▶ _STATED GOAL 1_
List each line in the rows below that contains the string "shoulder". Case counts.

Start PASSAGE GIVEN

The Oregon Department of Education on Wednesday declared the Business Career Training Institute "at risk" and broadened an investigation into how the private career school recruits and enrolls students and places graduates in jobs.

In a letter Wednesday to the Gig Harbor, Wash.-based school, the department said it found BCTI in violation of a rule that bars private schools from reducing the tuition for some students but not others. The department also found "excessive" instructor turnover - more than 52 percent - at BCTI's Beaverton campus between July 2002 and June 2004.

"This causes anxiety not only for the staff affected, but also for the students who see personnel changes happening on a recurring basis," wrote Ray Lindley, director of the department's private schools and specialized programs divisionk, in the letter to the school.

State rules require Oregon's 260 private, nondegree-granting schools to keep staff turnover below 50 percent.

Lindley's office declined to put BCTI, which has campuses in Beaverton and Salem as well as Vancouver and four other Washington locations, on porbation or suspend its license. But as an "at-risk" career school, BCTI must reduce its staff turnover rate or risk losing its license, Lindley said.

THe investigation also found the school offered tuition discounts to drop-outs to encourage them to re-enroll, in violation of a state rule, the letter said. The discounts were not available to other students.

In a response sent to The Oregonian, BCTI said a major staff restructuring in May 2004 had skewed the school's worker turnover rate.

The school said it is cooperating with the state's investigation and will correct any problems brought to its attention.*

School officials noted that the state found no evidence that BCTI admitted students who couldn't benefit from its training, as a former BCTI instructor alleged in a complaint filed in June that launched the state's investigation.

Earlier this month, the school announced it was suspending enrollments in Oregon while considering moving or consolidating campuses.

Lindley said in an interview that his office will continue to look into "areas of concern" uncovered during its five-month investigation of the school and detailed by students and ex-instructors in a Nov. 14 article in The Oregonian.

Those areas include how the school recruits and enrolls students, as well as whether it offers the training it advertises, Lindley said.

End PASSAGE GIVEN
Start MATERIAL SUPPLIED

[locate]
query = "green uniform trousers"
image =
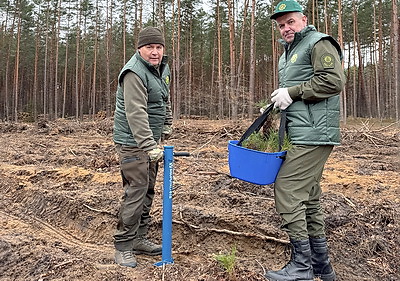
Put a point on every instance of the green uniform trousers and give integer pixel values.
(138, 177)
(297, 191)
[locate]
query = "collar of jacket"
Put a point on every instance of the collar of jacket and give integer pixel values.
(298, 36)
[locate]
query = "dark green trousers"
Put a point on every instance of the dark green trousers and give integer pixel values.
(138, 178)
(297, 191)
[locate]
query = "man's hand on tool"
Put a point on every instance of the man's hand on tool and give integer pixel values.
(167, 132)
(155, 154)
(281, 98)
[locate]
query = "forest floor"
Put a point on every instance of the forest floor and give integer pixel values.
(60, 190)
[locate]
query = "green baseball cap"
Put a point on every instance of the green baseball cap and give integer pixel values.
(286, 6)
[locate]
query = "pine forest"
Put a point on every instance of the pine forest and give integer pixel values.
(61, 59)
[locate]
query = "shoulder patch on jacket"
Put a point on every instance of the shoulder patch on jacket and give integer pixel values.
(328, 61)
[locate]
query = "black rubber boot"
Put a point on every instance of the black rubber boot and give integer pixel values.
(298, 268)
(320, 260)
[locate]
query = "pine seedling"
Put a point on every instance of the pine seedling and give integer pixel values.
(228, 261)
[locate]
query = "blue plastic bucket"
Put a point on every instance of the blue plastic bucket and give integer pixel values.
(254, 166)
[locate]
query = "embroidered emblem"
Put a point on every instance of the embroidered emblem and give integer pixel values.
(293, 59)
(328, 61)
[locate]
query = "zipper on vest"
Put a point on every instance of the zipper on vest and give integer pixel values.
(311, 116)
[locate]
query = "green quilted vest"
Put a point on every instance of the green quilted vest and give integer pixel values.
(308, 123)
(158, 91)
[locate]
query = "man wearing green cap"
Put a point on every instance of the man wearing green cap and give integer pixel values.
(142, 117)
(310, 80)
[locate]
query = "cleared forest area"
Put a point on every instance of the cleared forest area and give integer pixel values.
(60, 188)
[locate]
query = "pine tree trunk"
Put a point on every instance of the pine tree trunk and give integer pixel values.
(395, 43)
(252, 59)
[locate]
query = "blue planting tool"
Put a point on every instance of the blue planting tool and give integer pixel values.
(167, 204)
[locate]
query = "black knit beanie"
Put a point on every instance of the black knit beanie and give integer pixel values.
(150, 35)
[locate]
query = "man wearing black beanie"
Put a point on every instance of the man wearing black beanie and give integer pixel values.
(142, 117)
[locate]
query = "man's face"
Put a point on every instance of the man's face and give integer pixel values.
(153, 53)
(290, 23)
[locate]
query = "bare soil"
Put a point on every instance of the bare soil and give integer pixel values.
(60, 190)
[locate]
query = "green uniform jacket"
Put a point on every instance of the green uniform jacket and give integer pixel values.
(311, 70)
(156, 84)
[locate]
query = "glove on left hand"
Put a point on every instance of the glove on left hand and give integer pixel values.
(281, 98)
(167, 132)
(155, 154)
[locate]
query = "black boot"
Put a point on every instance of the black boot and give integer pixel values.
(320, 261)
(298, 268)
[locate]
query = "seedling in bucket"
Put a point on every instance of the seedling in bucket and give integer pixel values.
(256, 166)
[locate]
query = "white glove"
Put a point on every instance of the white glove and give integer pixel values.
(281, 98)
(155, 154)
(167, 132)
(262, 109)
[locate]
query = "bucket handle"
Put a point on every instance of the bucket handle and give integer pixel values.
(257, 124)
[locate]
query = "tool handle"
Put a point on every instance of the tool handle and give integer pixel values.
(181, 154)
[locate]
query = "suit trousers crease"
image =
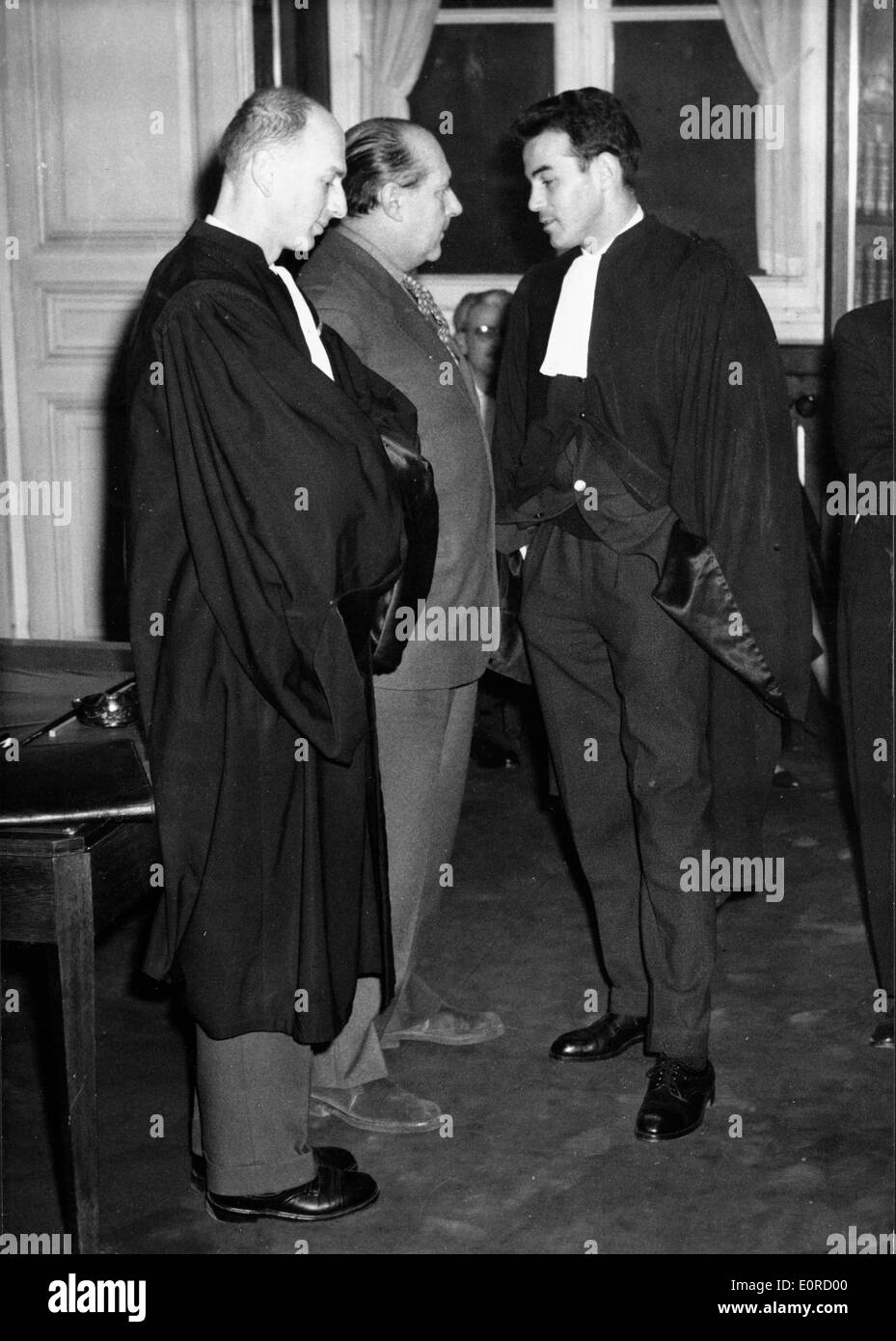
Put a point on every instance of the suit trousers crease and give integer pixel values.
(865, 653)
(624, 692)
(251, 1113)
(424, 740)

End MATERIAL SUPPLIED

▶ _STATED GOAL 2_
Copy the full article above on the state investigation of the Business Career Training Institute, word for word and with nothing changed.

▶ _TASK SOLUTION 1_
query = "shoulder patch on jacket"
Put a point on every instance of the shoulder patch on jacket and give integer pixel values.

▶ _TASK SOLUTION 2_
The Oregon Department of Education on Wednesday declared the Business Career Training Institute "at risk" and broadened an investigation into how the private career school recruits and enrolls students and places graduates in jobs.

In a letter Wednesday to the Gig Harbor, Wash.-based school, the department said it found BCTI in violation of a rule that bars private schools from reducing the tuition for some students but not others. The department also found "excessive" instructor turnover - more than 52 percent - at BCTI's Beaverton campus between July 2002 and June 2004.

"This causes anxiety not only for the staff affected, but also for the students who see personnel changes happening on a recurring basis," wrote Ray Lindley, director of the department's private schools and specialized programs divisionk, in the letter to the school.

State rules require Oregon's 260 private, nondegree-granting schools to keep staff turnover below 50 percent.

Lindley's office declined to put BCTI, which has campuses in Beaverton and Salem as well as Vancouver and four other Washington locations, on porbation or suspend its license. But as an "at-risk" career school, BCTI must reduce its staff turnover rate or risk losing its license, Lindley said.

THe investigation also found the school offered tuition discounts to drop-outs to encourage them to re-enroll, in violation of a state rule, the letter said. The discounts were not available to other students.

In a response sent to The Oregonian, BCTI said a major staff restructuring in May 2004 had skewed the school's worker turnover rate.

The school said it is cooperating with the state's investigation and will correct any problems brought to its attention.*

School officials noted that the state found no evidence that BCTI admitted students who couldn't benefit from its training, as a former BCTI instructor alleged in a complaint filed in June that launched the state's investigation.

Earlier this month, the school announced it was suspending enrollments in Oregon while considering moving or consolidating campuses.

Lindley said in an interview that his office will continue to look into "areas of concern" uncovered during its five-month investigation of the school and detailed by students and ex-instructors in a Nov. 14 article in The Oregonian.

Those areas include how the school recruits and enrolls students, as well as whether it offers the training it advertises, Lindley said.